● Exercise 1
Answer these questions using the time series course extract below:
(a) Which website do the datasets used in the course come from?
(b) In what form does the heartbeat acoustic data come?
(c) What position does Chris Holdgraf hold?
● Exercise 2
Continue the time series course extract below from the point where it stops.

● Extract

Combining timeseries data with machine learning

Machine Learning for Time Series Data in Python

Chris Holdgraf

Fellow, Berkeley Institute for Data Science

Getting to know our data

The datasets that we'll use in this course are all freely-available online
There are many datasets available to download on the web, the ones we'll use come from Kaggle

The Heartbeat Acoustic Data

Many recordings of heart sounds from different patients
Some had normally-functioning hearts, others had abnormalities
Data comes in the form of audio files + labels for each file
Can we find the "abnormal" heart beats?

Loading auditory data

from glob import glob
files = glob('data/heartbeat-sounds/files/*.wav')

print(files)

['data/heartbeat-sounds/proc/files/murmur__201101051104.wav',
 ...

● Records provided
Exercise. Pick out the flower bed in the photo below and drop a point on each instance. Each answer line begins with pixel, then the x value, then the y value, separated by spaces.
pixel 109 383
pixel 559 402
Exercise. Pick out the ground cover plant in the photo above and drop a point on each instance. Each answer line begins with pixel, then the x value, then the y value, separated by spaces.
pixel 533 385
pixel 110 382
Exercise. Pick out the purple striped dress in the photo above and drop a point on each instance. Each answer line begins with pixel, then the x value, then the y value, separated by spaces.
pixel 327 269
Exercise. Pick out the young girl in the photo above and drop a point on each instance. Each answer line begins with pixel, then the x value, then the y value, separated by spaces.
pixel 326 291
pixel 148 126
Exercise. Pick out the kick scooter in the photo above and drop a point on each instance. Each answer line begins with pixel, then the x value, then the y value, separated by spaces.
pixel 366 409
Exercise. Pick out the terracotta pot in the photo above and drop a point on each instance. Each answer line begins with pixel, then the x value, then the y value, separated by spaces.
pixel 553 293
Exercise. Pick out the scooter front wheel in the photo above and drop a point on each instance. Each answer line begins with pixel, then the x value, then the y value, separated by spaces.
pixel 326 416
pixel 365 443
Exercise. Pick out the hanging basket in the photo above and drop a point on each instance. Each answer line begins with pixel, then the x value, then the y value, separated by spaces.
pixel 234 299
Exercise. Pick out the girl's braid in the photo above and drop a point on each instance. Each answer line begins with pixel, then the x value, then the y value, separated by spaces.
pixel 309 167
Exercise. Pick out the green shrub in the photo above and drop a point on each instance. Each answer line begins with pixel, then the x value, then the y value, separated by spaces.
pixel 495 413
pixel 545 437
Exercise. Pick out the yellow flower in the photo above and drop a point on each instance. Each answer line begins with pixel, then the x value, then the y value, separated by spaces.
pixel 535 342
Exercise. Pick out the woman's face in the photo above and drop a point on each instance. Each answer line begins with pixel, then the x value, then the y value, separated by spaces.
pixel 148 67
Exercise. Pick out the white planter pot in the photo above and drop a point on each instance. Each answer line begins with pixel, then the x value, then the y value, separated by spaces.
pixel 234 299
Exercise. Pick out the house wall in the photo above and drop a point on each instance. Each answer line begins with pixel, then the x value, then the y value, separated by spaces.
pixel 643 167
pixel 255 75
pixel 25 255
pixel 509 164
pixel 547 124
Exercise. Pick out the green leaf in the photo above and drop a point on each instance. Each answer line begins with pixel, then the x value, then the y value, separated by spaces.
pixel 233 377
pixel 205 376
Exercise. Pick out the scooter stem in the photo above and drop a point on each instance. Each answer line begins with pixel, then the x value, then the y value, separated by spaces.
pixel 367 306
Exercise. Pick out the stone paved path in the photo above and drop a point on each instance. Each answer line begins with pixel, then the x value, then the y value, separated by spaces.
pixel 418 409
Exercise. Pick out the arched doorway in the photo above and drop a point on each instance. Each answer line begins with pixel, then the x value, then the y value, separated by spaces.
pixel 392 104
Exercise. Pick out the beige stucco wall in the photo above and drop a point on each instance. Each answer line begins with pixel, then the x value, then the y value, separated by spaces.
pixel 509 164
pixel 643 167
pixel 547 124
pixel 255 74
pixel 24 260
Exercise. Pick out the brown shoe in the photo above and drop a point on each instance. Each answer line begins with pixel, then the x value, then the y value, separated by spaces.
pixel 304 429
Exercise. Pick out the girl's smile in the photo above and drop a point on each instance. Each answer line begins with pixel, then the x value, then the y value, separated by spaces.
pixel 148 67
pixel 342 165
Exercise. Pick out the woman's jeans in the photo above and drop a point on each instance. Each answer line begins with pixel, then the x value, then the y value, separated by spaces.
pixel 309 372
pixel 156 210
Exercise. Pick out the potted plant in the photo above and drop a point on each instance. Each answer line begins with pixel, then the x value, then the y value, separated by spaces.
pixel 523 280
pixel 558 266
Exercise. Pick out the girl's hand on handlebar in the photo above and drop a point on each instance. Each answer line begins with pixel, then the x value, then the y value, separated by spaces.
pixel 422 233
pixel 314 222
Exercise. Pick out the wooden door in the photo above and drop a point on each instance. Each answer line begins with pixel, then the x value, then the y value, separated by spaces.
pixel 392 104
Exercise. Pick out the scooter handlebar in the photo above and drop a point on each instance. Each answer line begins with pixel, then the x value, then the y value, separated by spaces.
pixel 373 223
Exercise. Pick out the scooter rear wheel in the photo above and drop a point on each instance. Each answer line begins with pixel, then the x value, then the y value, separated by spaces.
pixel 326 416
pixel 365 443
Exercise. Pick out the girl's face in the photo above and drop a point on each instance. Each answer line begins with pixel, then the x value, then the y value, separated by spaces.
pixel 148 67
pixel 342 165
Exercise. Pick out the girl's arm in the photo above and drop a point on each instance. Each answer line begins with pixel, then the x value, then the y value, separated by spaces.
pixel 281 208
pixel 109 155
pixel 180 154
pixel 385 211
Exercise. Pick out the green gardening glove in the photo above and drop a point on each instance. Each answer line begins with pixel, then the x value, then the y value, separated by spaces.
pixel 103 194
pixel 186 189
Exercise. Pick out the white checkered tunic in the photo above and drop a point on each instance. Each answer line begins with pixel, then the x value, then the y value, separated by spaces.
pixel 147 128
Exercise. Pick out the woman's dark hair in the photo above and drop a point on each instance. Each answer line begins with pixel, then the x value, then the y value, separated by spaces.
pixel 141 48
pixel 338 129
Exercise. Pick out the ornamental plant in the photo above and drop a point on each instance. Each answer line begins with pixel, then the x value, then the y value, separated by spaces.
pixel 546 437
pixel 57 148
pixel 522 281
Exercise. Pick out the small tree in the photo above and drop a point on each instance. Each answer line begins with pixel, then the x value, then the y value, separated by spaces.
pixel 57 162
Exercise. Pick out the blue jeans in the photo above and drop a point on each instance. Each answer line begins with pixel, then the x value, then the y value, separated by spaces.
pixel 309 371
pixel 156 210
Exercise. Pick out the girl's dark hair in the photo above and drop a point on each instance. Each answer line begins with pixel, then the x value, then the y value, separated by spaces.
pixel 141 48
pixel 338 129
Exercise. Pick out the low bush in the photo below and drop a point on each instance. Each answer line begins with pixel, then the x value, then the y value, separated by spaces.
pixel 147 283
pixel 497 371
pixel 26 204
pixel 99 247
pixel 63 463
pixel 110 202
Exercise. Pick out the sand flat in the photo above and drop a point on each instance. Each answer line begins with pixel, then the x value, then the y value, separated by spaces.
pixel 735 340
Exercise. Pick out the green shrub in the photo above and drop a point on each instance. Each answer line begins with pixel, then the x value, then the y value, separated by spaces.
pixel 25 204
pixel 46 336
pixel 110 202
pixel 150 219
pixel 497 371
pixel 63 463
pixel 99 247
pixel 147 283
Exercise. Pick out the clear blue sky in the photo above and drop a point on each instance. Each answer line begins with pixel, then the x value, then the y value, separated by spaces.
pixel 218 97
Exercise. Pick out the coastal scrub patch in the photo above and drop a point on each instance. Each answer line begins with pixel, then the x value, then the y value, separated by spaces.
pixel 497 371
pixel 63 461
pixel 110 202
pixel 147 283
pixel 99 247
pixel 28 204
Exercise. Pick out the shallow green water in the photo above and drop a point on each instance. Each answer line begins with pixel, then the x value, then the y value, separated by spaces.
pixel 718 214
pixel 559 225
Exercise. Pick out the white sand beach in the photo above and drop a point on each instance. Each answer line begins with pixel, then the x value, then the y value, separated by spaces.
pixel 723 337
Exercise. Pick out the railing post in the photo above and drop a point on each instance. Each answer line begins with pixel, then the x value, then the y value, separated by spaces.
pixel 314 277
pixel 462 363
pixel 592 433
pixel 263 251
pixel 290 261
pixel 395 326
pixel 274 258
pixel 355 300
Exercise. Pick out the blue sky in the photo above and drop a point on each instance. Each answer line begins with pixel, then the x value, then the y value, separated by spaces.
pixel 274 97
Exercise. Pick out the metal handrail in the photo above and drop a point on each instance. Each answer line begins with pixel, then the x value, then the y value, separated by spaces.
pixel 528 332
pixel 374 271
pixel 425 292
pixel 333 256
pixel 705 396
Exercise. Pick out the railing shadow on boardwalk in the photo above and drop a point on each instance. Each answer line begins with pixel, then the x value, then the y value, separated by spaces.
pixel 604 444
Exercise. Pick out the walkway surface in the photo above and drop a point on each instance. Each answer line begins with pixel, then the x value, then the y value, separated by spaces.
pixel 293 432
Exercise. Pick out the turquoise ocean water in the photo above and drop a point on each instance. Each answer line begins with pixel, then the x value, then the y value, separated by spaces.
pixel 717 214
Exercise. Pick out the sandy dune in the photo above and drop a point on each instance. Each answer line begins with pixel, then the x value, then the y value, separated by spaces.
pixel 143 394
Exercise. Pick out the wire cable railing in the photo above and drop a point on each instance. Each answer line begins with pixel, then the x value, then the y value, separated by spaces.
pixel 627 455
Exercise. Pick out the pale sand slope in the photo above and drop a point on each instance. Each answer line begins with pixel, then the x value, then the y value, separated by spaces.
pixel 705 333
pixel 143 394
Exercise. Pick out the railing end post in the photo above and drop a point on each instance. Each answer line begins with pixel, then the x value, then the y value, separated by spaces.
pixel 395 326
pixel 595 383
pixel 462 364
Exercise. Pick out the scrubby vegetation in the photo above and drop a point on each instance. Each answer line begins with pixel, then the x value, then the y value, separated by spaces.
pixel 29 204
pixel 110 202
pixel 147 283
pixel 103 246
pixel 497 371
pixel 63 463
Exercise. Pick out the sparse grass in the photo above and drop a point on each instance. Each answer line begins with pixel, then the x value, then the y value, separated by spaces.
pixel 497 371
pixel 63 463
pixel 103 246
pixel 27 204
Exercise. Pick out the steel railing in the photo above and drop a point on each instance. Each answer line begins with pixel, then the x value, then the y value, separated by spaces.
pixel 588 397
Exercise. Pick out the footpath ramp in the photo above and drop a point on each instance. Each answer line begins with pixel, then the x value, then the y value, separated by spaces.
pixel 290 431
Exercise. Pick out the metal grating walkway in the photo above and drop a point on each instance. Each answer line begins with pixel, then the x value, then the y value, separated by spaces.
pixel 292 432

● Expected answer 1
(a) Kaggle.
(b) Audio files plus labels for each file.
(c) Fellow, Berkeley Institute for Data Science.

● Expected answer 2
 'data/heartbeat-sounds/proc/files/murmur__201101051114.wav']

Reading in auditory data

import librosa as lr
# `load` accepts a path to an audio file
audio, sfreq = lr.load('data/heartbeat-sounds/proc/files/murmur__201101051104.wav')

print(sfreq)

In this case, the sampling frequency is 2205, meaning there are 2205 samples per second

Inferring time from samples

If we know the sampling rate of a timeseries, then we know the timestamp of each datapoint relative to the first datapoint
Note: this assumes the sampling rate is fixed and no data points are lost

Creating a time array (I)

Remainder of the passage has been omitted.